[RECORDS SUPPLIED]

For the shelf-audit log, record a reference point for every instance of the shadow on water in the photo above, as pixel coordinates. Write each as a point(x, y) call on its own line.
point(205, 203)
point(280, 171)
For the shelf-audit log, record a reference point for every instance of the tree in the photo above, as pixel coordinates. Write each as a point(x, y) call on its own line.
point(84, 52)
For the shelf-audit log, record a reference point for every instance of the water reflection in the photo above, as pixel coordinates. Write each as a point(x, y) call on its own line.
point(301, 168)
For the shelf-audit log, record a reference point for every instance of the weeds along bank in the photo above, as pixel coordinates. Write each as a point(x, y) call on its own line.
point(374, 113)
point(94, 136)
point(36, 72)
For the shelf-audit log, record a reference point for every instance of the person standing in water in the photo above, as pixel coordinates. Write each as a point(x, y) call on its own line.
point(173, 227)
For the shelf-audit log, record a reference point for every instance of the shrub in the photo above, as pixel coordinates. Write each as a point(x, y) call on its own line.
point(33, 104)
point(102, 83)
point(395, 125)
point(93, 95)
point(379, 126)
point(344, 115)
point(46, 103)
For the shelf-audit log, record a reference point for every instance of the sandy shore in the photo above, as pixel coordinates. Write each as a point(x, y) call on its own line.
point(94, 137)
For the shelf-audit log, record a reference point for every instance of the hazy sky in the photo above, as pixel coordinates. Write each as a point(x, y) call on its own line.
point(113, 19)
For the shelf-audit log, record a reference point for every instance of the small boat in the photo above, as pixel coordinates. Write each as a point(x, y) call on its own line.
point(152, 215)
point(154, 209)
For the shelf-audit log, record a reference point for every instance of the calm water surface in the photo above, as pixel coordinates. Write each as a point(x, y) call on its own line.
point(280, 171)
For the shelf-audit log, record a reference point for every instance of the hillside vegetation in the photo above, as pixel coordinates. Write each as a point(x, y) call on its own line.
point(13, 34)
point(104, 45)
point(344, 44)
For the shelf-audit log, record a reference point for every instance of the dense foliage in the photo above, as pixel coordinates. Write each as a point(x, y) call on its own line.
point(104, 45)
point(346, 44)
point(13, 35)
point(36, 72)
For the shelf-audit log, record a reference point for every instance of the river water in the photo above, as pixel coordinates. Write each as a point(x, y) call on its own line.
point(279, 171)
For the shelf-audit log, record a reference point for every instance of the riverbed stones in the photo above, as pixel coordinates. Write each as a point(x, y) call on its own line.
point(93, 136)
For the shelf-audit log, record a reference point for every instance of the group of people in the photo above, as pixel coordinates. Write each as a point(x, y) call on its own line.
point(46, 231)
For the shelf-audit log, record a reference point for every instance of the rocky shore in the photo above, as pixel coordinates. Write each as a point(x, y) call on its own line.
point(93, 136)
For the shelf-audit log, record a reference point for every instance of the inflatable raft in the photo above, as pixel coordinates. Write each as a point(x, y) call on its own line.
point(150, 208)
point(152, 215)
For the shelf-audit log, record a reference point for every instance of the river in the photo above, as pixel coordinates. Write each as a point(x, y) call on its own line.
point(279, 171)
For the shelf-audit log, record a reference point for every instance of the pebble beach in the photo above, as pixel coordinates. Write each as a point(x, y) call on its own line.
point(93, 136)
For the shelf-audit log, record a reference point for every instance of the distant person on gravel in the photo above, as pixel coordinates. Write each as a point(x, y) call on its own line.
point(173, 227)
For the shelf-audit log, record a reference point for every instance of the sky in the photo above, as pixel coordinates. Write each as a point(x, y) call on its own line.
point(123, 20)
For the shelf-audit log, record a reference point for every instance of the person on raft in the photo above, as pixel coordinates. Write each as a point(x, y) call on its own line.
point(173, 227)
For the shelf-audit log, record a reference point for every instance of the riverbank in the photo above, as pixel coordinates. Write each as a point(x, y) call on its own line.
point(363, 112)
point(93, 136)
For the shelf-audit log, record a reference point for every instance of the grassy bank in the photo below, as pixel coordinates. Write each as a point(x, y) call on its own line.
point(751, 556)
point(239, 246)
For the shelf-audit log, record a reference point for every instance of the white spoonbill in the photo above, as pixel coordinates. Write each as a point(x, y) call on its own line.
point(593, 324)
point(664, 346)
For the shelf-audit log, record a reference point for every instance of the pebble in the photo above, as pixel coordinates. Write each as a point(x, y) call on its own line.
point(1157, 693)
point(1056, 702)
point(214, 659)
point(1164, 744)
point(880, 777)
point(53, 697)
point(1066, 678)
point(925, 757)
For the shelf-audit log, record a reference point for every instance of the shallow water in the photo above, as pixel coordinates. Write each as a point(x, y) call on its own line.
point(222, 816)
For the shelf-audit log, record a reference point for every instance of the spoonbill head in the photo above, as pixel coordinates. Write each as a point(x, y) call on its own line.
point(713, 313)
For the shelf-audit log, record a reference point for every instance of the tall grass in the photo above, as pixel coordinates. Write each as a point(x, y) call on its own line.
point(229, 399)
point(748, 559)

[/RECORDS SUPPLIED]

WHAT IS NEEDED: Each entry must appear again in the answer exactly as written.

ANSWER TO THIS TASK:
For the shelf-audit log, record a reference point for every instance of the shadow on water in the photo above, as pixel coordinates. Write each as a point(x, y) call on its own line.
point(205, 203)
point(280, 171)
For the shelf-audit log, record a reference point for every instance of the tree in the photo above, as pixel coordinates. Write each as a point(x, y) call on its own line.
point(84, 52)
For the shelf-audit log, record a reference point for every instance of the water reflection in the photo above, as pixel coordinates. Write each as a point(x, y) call on its own line.
point(301, 168)
For the shelf-audit log, record a reference point for every instance of the weeds along bank in the photo above, as pixel coordinates. Write each as a point(x, y) call on its own line.
point(374, 113)
point(94, 136)
point(36, 72)
For the shelf-audit log, record a reference point for every instance of the person standing in water in the photo above, as pixel coordinates. Write each as a point(x, y) call on its own line.
point(173, 227)
For the shelf-audit log, record a reference point for every instance of the shrub in the photo above, as pixel coordinates. Write each as a point(x, y) call on its own line.
point(33, 104)
point(102, 83)
point(395, 125)
point(93, 95)
point(379, 126)
point(344, 115)
point(46, 103)
For the shelf-audit log, record a reference point for every instance of the sandy shore in the photo above, as pixel coordinates. Write each as a point(x, y) call on its own line.
point(94, 137)
For the shelf-audit log, record a reference point for every instance of the hazy sky in the photo above, as pixel coordinates. Write each as a point(x, y) call on its own line.
point(113, 19)
For the shelf-audit log, record a reference point for every instance of the small boat in the photo above, as pixel coordinates. Write each as a point(x, y) call on its own line.
point(152, 215)
point(154, 209)
For the shelf-audit log, record a reference point for every instance of the calm water surface in the photo above, as pixel coordinates. Write each as a point(x, y) call on its own line.
point(280, 171)
For the shelf-audit log, record a reference point for every instance of the hillside vegetation in the photo above, as pixel coordinates. Write each as a point(x, y) call on its own line.
point(13, 34)
point(104, 45)
point(344, 44)
For the shelf-audit log, record a reference point for every instance of the dense foliage in the photo above, as pixel coordinates. Write each as a point(x, y) call on its own line.
point(104, 45)
point(346, 44)
point(13, 35)
point(36, 72)
For the shelf-audit log, record a reference point for every instance of the river water in the photo above, as pixel coordinates. Write each as a point(x, y) call on its own line.
point(279, 171)
For the shelf-audit log, record a reference point for every instance of the riverbed stones in the photo above, as pixel coordinates. Write each as a point(x, y) call on its own line.
point(93, 136)
For the shelf-audit log, record a reference point for every instance of the group of people in the photo above, as pixel coordinates. Write each as a point(x, y) call on its own line.
point(46, 231)
For the shelf-audit log, record a reference point for every instance of the rocky shore in the photo above, as pixel coordinates. Write each as a point(x, y) call on its own line.
point(93, 136)
For the shelf-audit log, record a reference point for every instance of the inflatable raft in the photo above, as pixel coordinates. Write each as a point(x, y) call on its own line.
point(150, 208)
point(152, 215)
For the shelf-audit log, record a reference point for every instance of the river in the photo above, as pixel coordinates. Write each as a point(x, y) call on its own line.
point(279, 171)
For the shelf-audit log, record a reference point for every instance of the pebble beach in the photo above, as pixel coordinates. Write each as a point(x, y) call on its own line.
point(93, 136)
For the shelf-audit log, record a reference point for every instance of the distant person on gravel in the photo above, as pixel coordinates. Write each as a point(x, y) call on its own line.
point(173, 227)
For the shelf-audit log, record a reference point for every instance of the sky in the photo above, as pixel coordinates. Write each as a point(x, y) call on its own line.
point(123, 20)
For the shelf-audit log, record a reference point for every instance of the person on raft in the photo above, as pixel coordinates. Write each as a point(x, y) call on its own line.
point(173, 227)
For the shelf-audit log, record a reference point for every instance of the riverbank in the photo above, as pixel coordinates. Write each as a point(x, y) call on its own line.
point(363, 112)
point(93, 136)
For the shelf-audit log, record a reference point for every instance of the grassy bank in the photo below, as pixel coordinates. Write each as a point(x, y) call on its own line.
point(751, 556)
point(239, 246)
For the shelf-audit log, record a reference point for every instance of the white spoonbill in the photo above, as pixel coordinates. Write each as a point(x, y) call on its own line.
point(593, 324)
point(664, 346)
For the shelf-audit log, record a reference point for every instance of the pebble in the photo above, as pixel coordinates. Write each as a point(x, y) call on its own line.
point(1157, 693)
point(1056, 702)
point(214, 659)
point(1164, 744)
point(880, 777)
point(53, 697)
point(1066, 678)
point(925, 757)
For the shelf-audit log, record a reference point for every instance of the shallow water in the photo above, as pixel coordinates. Write each as a point(x, y) call on its own line.
point(222, 816)
For the shelf-audit log, record a reference point for every instance of the spoonbill head in the photo above, as pixel coordinates. Write each as a point(x, y) call on its own line.
point(713, 313)
For the shelf-audit log, record a reference point for every instance of the tall grass in the photo above, as pixel coordinates. Write each as a point(x, y) call on its own line.
point(229, 399)
point(748, 559)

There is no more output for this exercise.